## start Material for the task
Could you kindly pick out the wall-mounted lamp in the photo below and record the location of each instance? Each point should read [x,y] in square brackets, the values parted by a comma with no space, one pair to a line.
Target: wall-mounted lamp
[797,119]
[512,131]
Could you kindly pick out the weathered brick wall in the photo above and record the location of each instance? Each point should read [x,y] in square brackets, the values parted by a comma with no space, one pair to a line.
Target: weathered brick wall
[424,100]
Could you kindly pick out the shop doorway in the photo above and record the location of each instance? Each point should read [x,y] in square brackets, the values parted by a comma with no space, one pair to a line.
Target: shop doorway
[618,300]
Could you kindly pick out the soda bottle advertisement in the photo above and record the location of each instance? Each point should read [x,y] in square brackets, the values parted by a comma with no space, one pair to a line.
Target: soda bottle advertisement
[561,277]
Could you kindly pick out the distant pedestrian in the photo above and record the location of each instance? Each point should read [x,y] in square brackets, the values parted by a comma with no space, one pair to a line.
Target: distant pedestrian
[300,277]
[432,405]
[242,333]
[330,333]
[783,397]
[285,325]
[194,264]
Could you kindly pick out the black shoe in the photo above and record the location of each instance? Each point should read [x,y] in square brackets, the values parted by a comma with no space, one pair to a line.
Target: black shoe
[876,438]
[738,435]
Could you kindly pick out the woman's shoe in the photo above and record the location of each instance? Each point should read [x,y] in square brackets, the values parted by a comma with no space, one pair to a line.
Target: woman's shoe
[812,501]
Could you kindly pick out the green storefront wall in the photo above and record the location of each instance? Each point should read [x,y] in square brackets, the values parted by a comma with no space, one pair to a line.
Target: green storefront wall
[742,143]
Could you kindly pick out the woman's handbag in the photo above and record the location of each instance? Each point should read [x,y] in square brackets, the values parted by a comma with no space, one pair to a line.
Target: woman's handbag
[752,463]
## end Material for the task
### What is required
Take the lines above from the one holding "Could you kindly pick out the black" to the last and output them exactly.

### Full answer
Could you kindly pick out the black shoe in the photo above and record the location of each instance? Each point should read [x,y] in square brackets, the values parted by a comma with no space, one pair to a line.
Target: black shoe
[876,438]
[738,435]
Could you kindly pick out the woman's shoe in the photo above and record the location of each instance? Each point should read [x,y] in square brackets, the values parted by a comma with no space, one pair to a line.
Target: woman's shoe
[812,501]
Could you kindly pick out the green storefront wall in the photo above and record the location of each instance? Each point should read [x,y] in square brackets, the values parted by a comma with no space, one pair to a line.
Target: green storefront wall
[742,143]
Could you kindly pick out the woman's handbag in the photo above and record the location of each instance? Each point should read [x,y] in square brackets, the values parted by a comma with no space, one pair to a line.
Target: woman's handbag
[752,463]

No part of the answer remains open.